- SUPPLIED RECORDS -

════════════════════

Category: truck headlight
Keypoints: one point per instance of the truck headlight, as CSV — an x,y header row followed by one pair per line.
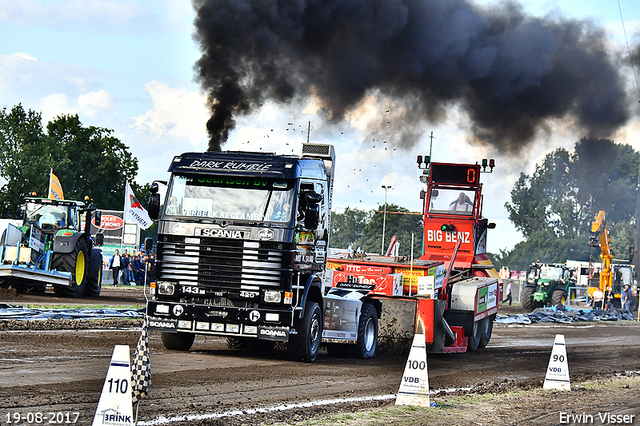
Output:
x,y
165,288
272,296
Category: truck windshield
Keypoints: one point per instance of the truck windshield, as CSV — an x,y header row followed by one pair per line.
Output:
x,y
451,201
230,197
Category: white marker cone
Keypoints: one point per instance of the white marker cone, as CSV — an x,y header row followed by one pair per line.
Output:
x,y
558,371
414,388
115,407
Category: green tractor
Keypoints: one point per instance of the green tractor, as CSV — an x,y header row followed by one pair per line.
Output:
x,y
548,284
52,246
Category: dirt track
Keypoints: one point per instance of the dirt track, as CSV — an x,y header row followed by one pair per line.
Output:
x,y
63,371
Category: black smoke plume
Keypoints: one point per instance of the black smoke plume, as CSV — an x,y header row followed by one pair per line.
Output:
x,y
510,72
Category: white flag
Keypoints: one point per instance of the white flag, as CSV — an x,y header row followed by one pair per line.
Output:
x,y
133,210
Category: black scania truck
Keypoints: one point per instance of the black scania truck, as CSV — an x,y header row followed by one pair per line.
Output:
x,y
242,249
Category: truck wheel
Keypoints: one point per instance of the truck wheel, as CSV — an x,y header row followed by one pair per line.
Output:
x,y
487,329
527,299
76,263
305,345
94,278
367,334
476,335
336,350
558,297
178,341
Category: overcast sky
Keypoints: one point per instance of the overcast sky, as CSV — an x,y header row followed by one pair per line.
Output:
x,y
127,65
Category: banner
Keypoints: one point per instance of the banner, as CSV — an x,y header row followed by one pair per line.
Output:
x,y
55,189
133,210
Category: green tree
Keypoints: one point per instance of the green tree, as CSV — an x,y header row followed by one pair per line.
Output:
x,y
347,227
88,161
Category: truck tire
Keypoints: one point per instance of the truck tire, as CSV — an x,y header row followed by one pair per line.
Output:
x,y
367,342
473,342
76,263
94,277
558,297
527,299
305,345
177,341
487,329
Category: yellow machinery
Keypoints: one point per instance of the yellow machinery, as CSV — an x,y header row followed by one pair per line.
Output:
x,y
599,228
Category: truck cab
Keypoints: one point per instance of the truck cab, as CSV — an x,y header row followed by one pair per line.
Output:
x,y
242,248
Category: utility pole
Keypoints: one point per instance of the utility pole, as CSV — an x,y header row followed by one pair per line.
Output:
x,y
384,218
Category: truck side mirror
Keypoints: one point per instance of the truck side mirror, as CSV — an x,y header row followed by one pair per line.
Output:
x,y
154,202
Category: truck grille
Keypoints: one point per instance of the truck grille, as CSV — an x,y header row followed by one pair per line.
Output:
x,y
222,262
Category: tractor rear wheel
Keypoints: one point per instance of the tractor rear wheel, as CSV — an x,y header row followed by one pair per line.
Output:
x,y
527,299
94,275
76,263
487,329
305,345
367,342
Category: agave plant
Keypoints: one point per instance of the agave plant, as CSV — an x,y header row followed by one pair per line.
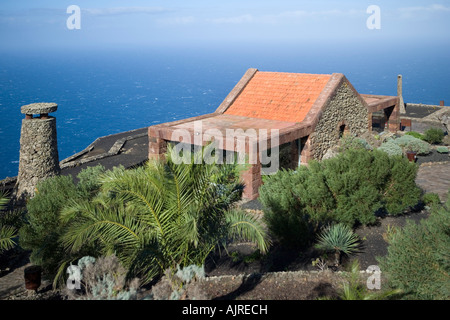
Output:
x,y
162,215
339,238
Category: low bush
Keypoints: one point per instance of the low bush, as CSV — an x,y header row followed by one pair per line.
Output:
x,y
43,227
433,135
418,262
430,199
409,143
442,149
346,189
10,222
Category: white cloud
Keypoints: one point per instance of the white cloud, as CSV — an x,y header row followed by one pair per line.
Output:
x,y
283,17
234,20
412,12
123,10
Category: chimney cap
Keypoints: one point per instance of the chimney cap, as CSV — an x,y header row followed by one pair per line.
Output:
x,y
39,108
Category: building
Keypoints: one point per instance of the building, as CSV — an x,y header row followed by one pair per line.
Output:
x,y
299,115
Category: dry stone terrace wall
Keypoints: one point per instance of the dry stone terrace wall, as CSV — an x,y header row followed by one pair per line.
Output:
x,y
345,108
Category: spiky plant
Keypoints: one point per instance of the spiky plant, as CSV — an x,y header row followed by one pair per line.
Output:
x,y
7,231
162,215
339,238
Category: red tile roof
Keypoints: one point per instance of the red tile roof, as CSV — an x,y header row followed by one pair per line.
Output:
x,y
279,96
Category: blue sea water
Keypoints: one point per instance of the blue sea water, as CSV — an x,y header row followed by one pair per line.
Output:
x,y
101,92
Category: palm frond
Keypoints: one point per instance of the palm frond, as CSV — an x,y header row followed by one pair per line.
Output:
x,y
247,226
7,234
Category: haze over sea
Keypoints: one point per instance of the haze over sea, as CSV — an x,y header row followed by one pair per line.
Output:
x,y
105,91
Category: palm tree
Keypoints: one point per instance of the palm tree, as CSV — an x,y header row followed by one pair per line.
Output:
x,y
162,215
339,238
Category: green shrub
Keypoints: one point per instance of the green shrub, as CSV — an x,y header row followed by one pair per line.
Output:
x,y
442,149
391,148
431,199
160,215
418,261
10,222
434,135
409,143
43,227
415,134
347,189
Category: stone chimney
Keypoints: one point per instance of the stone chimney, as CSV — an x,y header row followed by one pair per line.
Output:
x,y
38,148
400,93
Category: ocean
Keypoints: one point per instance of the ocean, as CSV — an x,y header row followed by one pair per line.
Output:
x,y
106,91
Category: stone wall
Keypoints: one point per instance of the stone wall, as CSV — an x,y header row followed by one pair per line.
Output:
x,y
38,153
344,108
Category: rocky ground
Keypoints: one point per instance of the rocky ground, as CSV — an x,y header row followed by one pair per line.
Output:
x,y
282,274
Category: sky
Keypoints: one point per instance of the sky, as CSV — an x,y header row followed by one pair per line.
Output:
x,y
31,24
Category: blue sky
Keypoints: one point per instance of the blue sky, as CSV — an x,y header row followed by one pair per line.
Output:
x,y
42,24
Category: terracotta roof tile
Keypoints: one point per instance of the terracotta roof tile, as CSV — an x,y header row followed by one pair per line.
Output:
x,y
279,96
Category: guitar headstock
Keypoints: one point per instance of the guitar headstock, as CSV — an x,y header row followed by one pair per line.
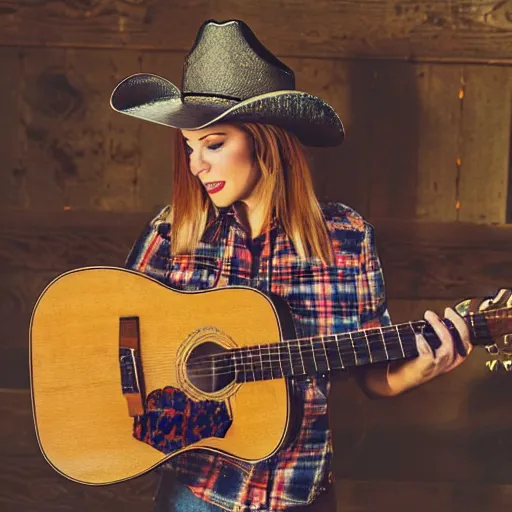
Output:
x,y
502,346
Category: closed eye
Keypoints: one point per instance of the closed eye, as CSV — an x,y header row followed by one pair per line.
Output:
x,y
212,147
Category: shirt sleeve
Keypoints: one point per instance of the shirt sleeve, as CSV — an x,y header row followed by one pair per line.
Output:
x,y
371,290
151,250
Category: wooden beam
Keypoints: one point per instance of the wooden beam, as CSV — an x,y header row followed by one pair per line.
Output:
x,y
412,30
405,132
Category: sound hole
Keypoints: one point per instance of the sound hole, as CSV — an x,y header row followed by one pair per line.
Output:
x,y
207,373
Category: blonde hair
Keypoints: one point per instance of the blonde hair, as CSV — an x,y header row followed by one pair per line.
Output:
x,y
286,187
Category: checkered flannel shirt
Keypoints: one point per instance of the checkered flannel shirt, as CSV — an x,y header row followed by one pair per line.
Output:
x,y
324,299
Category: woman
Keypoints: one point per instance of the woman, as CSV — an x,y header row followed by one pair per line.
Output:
x,y
244,213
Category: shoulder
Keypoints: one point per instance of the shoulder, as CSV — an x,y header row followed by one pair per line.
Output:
x,y
342,219
152,243
162,218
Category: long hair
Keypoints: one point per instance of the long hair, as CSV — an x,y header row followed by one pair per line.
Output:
x,y
286,189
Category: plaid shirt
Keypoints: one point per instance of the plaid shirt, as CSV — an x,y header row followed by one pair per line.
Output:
x,y
324,299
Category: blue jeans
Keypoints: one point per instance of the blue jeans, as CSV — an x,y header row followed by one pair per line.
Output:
x,y
173,496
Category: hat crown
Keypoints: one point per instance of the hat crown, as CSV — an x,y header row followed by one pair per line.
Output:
x,y
228,61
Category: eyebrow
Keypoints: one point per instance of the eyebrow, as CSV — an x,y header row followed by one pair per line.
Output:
x,y
207,135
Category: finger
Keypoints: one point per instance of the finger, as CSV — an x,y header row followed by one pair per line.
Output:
x,y
423,346
445,354
462,328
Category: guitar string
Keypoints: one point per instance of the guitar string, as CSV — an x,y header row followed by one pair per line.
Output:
x,y
372,336
306,354
288,360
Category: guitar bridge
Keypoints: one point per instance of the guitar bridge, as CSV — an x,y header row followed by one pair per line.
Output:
x,y
132,382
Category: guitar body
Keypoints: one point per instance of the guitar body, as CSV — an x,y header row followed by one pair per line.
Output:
x,y
81,415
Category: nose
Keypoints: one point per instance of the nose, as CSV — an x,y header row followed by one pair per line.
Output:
x,y
197,163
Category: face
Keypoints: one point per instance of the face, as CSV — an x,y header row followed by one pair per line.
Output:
x,y
221,158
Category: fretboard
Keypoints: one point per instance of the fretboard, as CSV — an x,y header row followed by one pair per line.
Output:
x,y
324,354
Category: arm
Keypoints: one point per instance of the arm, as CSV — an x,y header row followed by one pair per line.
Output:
x,y
396,378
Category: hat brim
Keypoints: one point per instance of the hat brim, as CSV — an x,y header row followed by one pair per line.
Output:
x,y
155,99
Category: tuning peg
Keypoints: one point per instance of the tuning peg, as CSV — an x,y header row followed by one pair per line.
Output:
x,y
492,349
494,365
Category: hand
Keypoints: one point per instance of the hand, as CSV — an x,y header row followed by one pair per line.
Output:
x,y
430,363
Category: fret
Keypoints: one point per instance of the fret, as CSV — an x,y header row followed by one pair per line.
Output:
x,y
347,350
400,340
322,359
251,365
301,358
285,359
267,362
325,352
361,354
261,363
276,360
368,345
384,343
377,342
313,352
334,353
297,363
353,349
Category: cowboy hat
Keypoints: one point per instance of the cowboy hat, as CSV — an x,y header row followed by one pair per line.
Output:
x,y
229,76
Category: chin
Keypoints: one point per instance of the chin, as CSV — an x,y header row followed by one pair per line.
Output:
x,y
220,203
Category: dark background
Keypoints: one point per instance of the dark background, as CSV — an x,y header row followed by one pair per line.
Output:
x,y
424,90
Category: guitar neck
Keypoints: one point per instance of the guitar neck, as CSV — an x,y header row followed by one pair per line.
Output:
x,y
323,354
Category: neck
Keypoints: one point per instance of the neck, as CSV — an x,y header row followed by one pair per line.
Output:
x,y
252,216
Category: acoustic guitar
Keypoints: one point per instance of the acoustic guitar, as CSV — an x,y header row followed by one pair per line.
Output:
x,y
127,373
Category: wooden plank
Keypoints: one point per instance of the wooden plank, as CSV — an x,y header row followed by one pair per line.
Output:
x,y
421,260
484,169
29,484
402,120
13,176
390,496
378,28
439,129
78,153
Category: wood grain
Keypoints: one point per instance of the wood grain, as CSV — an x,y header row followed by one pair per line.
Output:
x,y
484,169
404,123
413,29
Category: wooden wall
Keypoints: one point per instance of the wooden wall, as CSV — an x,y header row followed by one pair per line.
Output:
x,y
424,90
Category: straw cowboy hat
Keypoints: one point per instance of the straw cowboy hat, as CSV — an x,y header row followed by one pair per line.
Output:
x,y
229,76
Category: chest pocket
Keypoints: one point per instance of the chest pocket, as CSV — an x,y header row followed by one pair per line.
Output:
x,y
191,273
324,297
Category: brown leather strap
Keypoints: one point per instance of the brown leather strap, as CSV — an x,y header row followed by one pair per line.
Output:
x,y
132,381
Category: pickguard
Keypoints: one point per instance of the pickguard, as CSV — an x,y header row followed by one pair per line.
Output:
x,y
173,421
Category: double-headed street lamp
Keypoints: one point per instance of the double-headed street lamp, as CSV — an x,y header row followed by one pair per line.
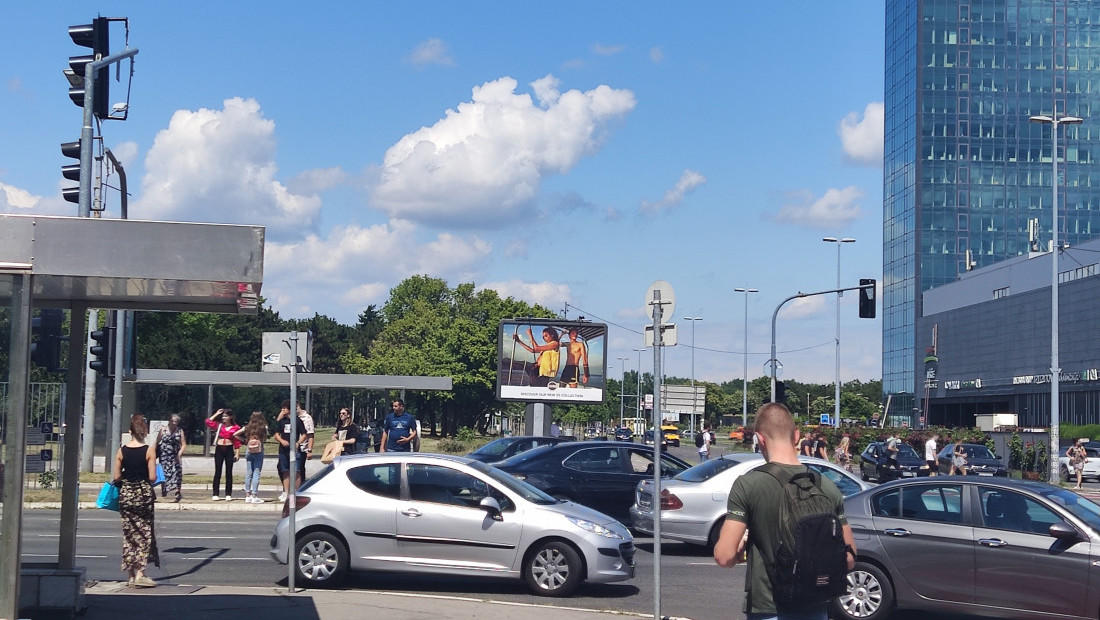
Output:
x,y
745,379
1054,121
838,242
622,386
693,319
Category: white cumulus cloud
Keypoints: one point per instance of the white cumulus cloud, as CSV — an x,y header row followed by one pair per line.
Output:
x,y
550,295
690,180
836,209
355,266
483,163
219,166
861,137
431,52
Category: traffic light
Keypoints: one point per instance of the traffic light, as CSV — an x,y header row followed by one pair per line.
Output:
x,y
46,335
96,36
72,172
102,352
866,298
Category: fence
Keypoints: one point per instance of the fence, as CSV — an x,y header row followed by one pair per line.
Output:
x,y
46,406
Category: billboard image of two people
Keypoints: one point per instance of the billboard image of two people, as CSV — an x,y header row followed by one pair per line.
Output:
x,y
545,360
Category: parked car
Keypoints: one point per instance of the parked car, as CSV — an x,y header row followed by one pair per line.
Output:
x,y
873,460
446,515
594,433
963,544
501,449
671,434
980,461
693,504
1091,466
601,475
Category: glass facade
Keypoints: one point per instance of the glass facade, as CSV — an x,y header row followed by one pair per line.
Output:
x,y
967,177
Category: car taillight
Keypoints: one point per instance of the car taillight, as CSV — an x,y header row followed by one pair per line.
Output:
x,y
299,502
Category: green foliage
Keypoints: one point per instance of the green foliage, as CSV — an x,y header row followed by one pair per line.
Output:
x,y
451,446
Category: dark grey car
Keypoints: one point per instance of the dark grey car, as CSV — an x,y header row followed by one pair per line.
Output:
x,y
986,546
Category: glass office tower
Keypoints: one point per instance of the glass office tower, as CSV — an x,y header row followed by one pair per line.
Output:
x,y
966,176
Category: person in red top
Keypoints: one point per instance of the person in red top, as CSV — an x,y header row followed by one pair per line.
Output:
x,y
226,446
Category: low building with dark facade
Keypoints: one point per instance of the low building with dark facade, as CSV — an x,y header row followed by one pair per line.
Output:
x,y
983,342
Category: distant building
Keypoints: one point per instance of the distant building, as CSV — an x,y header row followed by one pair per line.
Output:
x,y
986,342
967,177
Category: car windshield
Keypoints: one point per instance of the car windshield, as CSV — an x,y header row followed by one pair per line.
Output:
x,y
1076,505
705,471
515,485
978,452
494,447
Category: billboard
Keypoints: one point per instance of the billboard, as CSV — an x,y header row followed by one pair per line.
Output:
x,y
551,361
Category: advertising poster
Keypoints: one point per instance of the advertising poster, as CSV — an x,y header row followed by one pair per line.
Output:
x,y
551,361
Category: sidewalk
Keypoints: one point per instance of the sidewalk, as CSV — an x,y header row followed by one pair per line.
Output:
x,y
108,600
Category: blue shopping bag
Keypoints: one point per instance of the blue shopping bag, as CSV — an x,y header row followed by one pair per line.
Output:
x,y
108,497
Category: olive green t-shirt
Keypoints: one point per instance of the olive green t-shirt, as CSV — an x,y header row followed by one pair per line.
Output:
x,y
755,500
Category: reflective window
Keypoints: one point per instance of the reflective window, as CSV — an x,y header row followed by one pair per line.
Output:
x,y
603,460
443,485
383,479
1009,510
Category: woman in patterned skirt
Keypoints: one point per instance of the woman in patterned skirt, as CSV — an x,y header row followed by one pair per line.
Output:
x,y
134,473
169,450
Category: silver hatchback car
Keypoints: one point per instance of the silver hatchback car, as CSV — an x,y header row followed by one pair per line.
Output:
x,y
447,515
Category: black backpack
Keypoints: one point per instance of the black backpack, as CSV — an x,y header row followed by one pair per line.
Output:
x,y
812,558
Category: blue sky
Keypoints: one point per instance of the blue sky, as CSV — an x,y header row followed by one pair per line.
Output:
x,y
564,154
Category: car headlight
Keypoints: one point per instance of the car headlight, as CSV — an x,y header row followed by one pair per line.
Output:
x,y
594,528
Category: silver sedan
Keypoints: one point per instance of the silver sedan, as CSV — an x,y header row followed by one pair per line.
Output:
x,y
693,504
446,515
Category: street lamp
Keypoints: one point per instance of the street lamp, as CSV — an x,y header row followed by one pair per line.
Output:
x,y
693,319
622,388
838,242
1054,121
745,379
637,400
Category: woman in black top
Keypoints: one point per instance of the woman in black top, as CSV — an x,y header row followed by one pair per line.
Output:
x,y
134,473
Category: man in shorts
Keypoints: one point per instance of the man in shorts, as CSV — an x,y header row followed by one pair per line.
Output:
x,y
283,436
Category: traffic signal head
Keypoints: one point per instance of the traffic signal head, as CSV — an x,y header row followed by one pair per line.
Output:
x,y
72,172
866,298
101,354
96,36
46,336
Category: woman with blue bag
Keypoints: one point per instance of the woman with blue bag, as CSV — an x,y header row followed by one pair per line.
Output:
x,y
134,473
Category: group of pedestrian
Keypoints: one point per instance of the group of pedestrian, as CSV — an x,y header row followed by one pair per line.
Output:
x,y
133,468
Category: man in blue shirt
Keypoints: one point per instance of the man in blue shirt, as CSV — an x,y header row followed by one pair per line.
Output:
x,y
398,430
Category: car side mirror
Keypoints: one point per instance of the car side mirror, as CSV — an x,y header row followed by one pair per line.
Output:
x,y
492,507
1064,531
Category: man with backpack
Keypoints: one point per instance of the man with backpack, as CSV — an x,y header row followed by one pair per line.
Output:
x,y
798,542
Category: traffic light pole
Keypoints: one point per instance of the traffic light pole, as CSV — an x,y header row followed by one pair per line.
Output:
x,y
86,130
773,362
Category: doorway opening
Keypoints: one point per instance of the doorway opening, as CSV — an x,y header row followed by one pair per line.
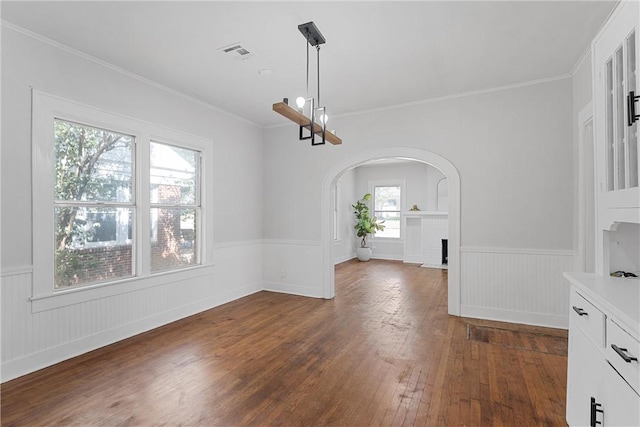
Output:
x,y
423,156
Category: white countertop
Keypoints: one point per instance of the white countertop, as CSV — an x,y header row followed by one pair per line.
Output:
x,y
618,295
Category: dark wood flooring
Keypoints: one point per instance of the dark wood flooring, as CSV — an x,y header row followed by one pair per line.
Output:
x,y
383,352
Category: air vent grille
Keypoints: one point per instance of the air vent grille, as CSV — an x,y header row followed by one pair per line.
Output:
x,y
236,51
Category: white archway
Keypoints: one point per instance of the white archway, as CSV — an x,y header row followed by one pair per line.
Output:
x,y
447,168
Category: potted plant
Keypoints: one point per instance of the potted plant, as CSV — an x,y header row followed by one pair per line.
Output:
x,y
365,225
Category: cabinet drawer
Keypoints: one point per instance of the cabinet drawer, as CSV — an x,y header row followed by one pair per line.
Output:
x,y
623,352
587,317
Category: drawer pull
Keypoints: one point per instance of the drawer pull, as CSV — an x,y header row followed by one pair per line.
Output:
x,y
621,353
594,412
580,311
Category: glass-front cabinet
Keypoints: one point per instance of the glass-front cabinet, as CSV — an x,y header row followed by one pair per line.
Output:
x,y
616,53
616,76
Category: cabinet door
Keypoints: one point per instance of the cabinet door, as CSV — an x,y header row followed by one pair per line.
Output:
x,y
616,52
583,376
622,404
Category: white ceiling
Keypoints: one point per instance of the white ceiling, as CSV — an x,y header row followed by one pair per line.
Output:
x,y
378,54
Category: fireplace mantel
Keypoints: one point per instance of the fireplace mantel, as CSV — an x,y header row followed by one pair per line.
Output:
x,y
423,239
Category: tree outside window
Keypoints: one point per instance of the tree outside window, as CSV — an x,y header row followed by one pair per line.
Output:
x,y
387,206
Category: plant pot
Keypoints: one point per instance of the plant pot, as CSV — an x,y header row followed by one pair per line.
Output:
x,y
364,254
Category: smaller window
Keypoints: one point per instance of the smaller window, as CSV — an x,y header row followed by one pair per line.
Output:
x,y
387,206
175,207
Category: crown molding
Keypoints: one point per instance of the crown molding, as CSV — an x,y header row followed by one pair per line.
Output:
x,y
123,71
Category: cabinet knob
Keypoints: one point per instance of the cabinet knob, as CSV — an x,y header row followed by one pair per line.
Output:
x,y
594,412
622,353
580,311
632,117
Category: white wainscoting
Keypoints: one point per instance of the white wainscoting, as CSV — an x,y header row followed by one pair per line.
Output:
x,y
32,341
293,267
516,285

════════════════════

- THE PROBLEM -
Transcribe exactly, and only, the lines from the one bearing "Category: smaller window" through the last line of the entries, counting both.

- RESULT OF THE TASK -
Category: smaller window
Keypoints: one point per instance of the smaller window, as CSV — an x,y header row followed by one pair per line.
Output:
x,y
387,206
175,207
Category: crown molding
Keypoints: one point per instance of the crown molding, as CSV — an x,y header row followed by one pair per line.
Output:
x,y
123,71
Category: cabinet knob
Keypoints: one point per instance of the cabinet knob, as CSV — an x,y header row followed by one pair per line.
Output:
x,y
594,412
622,353
580,311
632,117
Category: white wainscoting
Keypoints: one point per instance of the white wainscoting, as CSV — an x,y header row followed by one pair per line.
Output:
x,y
32,341
293,267
516,285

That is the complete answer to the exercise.